-- Exercise objective --
Emit all the data exactly as provided.

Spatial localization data

□ □ □

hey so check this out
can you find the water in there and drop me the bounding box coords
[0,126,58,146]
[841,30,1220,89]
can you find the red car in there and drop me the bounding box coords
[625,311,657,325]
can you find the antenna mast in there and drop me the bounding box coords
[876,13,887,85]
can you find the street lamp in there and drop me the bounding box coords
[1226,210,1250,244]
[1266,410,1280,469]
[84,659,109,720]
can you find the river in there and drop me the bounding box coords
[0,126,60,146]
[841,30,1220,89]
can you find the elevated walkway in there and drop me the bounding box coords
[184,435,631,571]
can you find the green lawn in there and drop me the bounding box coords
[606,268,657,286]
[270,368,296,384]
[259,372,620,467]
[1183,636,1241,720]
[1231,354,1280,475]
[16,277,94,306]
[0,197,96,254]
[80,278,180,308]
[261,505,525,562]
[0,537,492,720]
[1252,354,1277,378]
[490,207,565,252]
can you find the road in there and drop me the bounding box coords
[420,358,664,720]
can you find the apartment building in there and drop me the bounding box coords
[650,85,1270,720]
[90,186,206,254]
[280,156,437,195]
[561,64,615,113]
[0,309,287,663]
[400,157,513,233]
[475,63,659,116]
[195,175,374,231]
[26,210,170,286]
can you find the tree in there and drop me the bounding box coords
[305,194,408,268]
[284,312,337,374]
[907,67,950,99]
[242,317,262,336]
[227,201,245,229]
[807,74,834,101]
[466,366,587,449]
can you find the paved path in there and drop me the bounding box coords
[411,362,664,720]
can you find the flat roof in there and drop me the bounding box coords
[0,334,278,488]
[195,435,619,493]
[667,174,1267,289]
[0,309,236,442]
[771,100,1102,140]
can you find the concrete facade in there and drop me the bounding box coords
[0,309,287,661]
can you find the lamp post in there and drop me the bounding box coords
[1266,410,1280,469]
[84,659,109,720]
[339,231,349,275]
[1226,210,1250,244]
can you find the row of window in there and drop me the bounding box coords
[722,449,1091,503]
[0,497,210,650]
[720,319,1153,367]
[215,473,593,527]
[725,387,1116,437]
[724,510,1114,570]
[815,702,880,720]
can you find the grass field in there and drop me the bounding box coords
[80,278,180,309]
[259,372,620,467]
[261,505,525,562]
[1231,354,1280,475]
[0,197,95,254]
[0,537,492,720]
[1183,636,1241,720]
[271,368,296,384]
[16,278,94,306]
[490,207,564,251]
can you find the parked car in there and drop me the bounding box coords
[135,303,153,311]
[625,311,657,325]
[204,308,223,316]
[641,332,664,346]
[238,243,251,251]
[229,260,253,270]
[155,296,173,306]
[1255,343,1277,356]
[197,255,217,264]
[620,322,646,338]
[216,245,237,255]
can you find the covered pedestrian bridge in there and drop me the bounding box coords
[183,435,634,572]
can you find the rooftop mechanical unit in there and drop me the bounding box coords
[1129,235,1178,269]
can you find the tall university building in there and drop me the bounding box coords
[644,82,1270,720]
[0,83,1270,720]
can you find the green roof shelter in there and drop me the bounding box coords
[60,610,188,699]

□ □ □

-- Answer box --
hey so check this out
can you find the water in there and drop me the bounding box coords
[0,126,58,146]
[841,30,1220,89]
can you find the red car in there and drop me the bounding box coords
[625,311,657,325]
can you find the antenna mast in there and drop me the bounding box coords
[876,13,887,85]
can you find the street lamp in there and drop me the bounding box coords
[1226,210,1250,244]
[1266,410,1280,469]
[84,659,109,720]
can you find the river in there and drop me the bounding box coords
[0,126,60,146]
[841,30,1220,89]
can you find the elevated walkway in there and drop me the bounding box coords
[184,435,631,571]
can you find the green lawn in there and drop me the bounding box coords
[606,268,657,286]
[270,368,296,384]
[259,372,620,467]
[1183,636,1241,720]
[1231,354,1280,475]
[16,277,94,306]
[0,197,96,254]
[80,278,180,308]
[261,505,525,562]
[0,537,492,720]
[1252,354,1277,378]
[490,207,565,252]
can you find the road in there and drop me the bounding box coords
[420,358,664,720]
can you find the apartment building in there and drop me the bounding box coords
[650,85,1270,720]
[90,186,206,254]
[280,156,437,195]
[561,64,615,113]
[0,309,287,663]
[400,157,513,233]
[475,63,659,116]
[195,175,374,231]
[26,210,170,286]
can you find the tree in there and drop me the bounding box coords
[305,194,408,268]
[284,312,337,374]
[907,67,950,99]
[242,317,262,336]
[227,201,245,229]
[807,74,834,101]
[466,366,587,449]
can you find the paved path in there and drop me the bounding box coords
[411,362,664,720]
can you find the flat roof in there and drop me the bounding box coords
[0,334,278,488]
[195,435,619,493]
[667,174,1267,289]
[0,309,236,442]
[771,100,1102,140]
can you find the concrete facade in there and drop me the bounding box coords
[0,309,287,661]
can you find the lamp post in there and drop me the bounding box coords
[1266,410,1280,469]
[84,659,109,720]
[339,231,349,275]
[1226,210,1250,244]
can you find the row of window in there and drop me the bounding box coords
[722,449,1091,503]
[0,497,210,650]
[720,319,1153,367]
[215,473,593,527]
[725,387,1116,437]
[724,510,1114,570]
[815,702,880,720]
can you find the grass field in there and drop me the bounding box coords
[80,278,180,309]
[259,372,620,467]
[261,505,525,562]
[1231,354,1280,475]
[0,197,95,254]
[0,537,492,720]
[1183,636,1241,720]
[271,368,296,384]
[16,278,94,306]
[490,207,564,251]
can you find the parked car in there and drop me the bounding box coords
[135,303,153,311]
[625,311,657,325]
[204,308,223,316]
[641,332,664,346]
[238,243,251,251]
[229,260,253,270]
[155,296,173,306]
[1255,343,1277,356]
[197,255,217,264]
[620,322,646,338]
[216,245,237,255]
can you find the covered pedestrian bridge in there and drop me the bounding box coords
[183,435,634,572]
can you find the rooftop mechanical unit in there and drop me the bounding box coords
[1129,235,1178,269]
can you find the tall university building in there and drop me the bounding box coords
[644,82,1270,720]
[0,83,1270,720]
can you find the green roof shelter in there and drop me the bounding box coords
[60,610,188,699]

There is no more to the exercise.